(Location annotation dataset excerpts)
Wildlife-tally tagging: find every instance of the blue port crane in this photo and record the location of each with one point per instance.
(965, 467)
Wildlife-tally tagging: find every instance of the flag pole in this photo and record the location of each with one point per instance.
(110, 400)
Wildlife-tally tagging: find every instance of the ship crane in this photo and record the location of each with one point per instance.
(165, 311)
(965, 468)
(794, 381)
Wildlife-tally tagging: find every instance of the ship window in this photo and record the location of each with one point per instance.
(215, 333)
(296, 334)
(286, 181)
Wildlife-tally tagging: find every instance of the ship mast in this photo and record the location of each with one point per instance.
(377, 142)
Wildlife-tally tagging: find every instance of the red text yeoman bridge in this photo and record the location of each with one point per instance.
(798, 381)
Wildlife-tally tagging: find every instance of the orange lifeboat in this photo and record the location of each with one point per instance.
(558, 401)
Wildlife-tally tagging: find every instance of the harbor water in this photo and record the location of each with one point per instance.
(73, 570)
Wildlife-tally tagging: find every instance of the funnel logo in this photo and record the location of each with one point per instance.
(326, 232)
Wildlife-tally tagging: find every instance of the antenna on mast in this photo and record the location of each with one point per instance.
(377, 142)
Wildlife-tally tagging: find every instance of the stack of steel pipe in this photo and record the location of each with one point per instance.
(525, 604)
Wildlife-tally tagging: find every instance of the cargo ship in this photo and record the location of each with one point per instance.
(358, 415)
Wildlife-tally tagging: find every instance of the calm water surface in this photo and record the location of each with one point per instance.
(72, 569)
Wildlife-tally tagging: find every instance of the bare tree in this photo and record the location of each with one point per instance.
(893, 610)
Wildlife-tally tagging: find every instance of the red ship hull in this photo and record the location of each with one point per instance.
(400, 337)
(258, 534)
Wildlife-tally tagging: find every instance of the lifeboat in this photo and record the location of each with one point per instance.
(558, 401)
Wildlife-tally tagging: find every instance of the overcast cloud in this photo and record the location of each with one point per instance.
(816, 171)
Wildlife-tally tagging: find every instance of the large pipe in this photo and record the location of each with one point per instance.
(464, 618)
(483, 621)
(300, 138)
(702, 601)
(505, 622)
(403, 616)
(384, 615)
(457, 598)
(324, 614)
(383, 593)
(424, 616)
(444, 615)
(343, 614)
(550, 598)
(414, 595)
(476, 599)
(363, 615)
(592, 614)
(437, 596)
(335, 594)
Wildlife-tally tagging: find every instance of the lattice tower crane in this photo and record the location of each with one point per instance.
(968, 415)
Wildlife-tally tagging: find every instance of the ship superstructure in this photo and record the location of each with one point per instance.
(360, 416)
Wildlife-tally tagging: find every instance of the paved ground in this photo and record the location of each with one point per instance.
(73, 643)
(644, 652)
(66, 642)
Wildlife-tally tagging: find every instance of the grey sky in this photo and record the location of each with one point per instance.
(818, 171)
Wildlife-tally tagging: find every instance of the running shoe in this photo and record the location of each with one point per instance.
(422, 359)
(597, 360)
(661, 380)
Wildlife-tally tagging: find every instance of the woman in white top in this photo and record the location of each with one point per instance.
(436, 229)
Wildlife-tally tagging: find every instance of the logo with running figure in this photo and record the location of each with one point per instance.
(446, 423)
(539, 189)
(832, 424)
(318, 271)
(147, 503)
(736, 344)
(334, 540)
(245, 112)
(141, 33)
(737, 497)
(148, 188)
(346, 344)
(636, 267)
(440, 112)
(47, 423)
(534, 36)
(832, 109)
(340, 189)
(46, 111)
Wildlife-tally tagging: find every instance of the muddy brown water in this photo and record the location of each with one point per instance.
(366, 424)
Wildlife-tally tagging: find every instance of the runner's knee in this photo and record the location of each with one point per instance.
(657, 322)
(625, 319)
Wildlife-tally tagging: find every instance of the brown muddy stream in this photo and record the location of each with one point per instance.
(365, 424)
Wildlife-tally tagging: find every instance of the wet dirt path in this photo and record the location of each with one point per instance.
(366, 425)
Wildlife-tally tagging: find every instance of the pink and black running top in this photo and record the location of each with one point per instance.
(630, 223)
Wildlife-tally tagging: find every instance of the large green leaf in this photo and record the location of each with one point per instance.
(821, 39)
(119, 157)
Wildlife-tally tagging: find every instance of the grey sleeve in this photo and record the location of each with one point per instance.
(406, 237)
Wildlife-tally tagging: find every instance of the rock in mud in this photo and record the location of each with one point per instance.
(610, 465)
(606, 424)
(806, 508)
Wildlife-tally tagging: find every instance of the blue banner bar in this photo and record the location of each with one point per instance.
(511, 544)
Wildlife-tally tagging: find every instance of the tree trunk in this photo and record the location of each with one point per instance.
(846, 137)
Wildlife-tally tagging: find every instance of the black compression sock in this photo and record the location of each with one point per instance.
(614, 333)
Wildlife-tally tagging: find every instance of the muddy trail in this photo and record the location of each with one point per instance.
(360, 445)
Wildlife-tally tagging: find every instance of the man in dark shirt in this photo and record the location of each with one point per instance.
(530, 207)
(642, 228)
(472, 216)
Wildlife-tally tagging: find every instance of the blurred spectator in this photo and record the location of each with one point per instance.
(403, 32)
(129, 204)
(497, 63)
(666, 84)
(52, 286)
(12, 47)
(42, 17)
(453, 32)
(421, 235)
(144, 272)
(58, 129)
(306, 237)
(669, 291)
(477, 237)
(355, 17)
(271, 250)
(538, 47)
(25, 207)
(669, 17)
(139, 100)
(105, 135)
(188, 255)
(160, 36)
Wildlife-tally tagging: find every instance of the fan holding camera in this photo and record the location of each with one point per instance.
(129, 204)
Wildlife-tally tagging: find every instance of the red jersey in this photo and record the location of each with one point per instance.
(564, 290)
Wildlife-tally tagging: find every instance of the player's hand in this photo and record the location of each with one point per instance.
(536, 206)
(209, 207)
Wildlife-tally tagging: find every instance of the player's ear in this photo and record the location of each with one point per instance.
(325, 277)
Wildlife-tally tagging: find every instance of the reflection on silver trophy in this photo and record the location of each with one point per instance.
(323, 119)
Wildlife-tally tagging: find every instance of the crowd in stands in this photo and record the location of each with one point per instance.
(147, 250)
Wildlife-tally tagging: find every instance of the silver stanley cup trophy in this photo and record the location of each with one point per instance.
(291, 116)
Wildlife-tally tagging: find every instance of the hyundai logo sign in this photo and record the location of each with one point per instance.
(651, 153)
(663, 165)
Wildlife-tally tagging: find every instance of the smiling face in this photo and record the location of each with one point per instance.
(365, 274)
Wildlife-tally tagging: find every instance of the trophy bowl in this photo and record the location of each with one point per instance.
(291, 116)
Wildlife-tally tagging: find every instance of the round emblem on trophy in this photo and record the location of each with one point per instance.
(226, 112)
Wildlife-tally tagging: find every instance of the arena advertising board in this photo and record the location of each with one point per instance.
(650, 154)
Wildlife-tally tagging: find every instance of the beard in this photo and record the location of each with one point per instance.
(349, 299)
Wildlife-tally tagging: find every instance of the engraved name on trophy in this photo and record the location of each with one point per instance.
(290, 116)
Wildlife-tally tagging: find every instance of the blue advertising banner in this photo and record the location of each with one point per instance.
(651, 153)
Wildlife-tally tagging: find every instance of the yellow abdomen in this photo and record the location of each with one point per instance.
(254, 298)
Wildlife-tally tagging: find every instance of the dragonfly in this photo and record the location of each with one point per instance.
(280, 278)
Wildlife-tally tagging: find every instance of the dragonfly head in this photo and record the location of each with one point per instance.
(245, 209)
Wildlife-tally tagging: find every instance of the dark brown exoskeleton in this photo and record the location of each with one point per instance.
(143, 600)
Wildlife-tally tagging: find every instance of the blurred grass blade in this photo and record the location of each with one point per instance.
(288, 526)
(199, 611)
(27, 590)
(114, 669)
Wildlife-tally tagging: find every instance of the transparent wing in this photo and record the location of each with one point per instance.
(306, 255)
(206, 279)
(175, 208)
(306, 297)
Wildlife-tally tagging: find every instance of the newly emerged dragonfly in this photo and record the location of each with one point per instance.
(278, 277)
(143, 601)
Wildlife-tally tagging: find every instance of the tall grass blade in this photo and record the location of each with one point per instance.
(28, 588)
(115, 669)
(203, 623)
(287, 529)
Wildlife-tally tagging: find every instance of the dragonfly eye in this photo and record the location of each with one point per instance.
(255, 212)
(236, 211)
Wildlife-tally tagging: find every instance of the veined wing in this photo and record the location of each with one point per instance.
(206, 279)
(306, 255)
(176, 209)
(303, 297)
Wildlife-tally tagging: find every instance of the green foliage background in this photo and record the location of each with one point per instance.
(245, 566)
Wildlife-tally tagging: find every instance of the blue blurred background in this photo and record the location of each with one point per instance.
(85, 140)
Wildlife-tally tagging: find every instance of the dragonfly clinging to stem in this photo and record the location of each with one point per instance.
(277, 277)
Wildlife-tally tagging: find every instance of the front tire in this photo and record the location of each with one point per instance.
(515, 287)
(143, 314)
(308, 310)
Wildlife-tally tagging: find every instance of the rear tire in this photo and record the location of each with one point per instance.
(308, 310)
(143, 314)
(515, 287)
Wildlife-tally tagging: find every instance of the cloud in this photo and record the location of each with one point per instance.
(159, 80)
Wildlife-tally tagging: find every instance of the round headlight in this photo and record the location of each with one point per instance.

» **SET TASK**:
Swap "rear tire" for "spare tire" in the rows starting at the line that contains "Wildlife-tally tagging: find every instance of the rear" and ending with the last row. Write out only that stretch, and leave everything else in it unchanged.

» **TASK RESPONSE**:
Wildlife-tally tagging: find every instance of the spare tire in this photo and record the location of each with one point per instance.
(308, 310)
(143, 314)
(515, 287)
Wildlife-tally tagging: find every instance of the cloud in this photo and record the location of each with one point per instance.
(159, 80)
Wildlife-tally tagging: find every instance of the round headlight in this photo and record the location of each with one point per instance.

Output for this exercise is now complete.